-- Start DATA SUPPLIED --
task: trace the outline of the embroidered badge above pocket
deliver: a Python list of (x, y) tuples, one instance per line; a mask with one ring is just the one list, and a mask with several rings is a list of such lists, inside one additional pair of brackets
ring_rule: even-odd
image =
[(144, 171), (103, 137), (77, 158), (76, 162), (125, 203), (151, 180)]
-- End DATA SUPPLIED --
> [WRITTEN PROBLEM]: Rescale the entries above by rewriting every line, requests included, with each point coordinate in the answers multiplied by 2.2 and rounded to the nearest whole number, halves rounded up. Leave all other numbers unchanged, and do this for every entry.

> [ANSWER BELOW]:
task: trace the outline of the embroidered badge above pocket
deliver: a Python list of (x, y) tuples, one instance per line; a mask with one ring is just the one list, and a mask with several rings is a list of such lists, inside one additional pair of brackets
ring_rule: even-odd
image =
[(317, 376), (227, 301), (169, 348), (167, 356), (275, 447), (332, 396)]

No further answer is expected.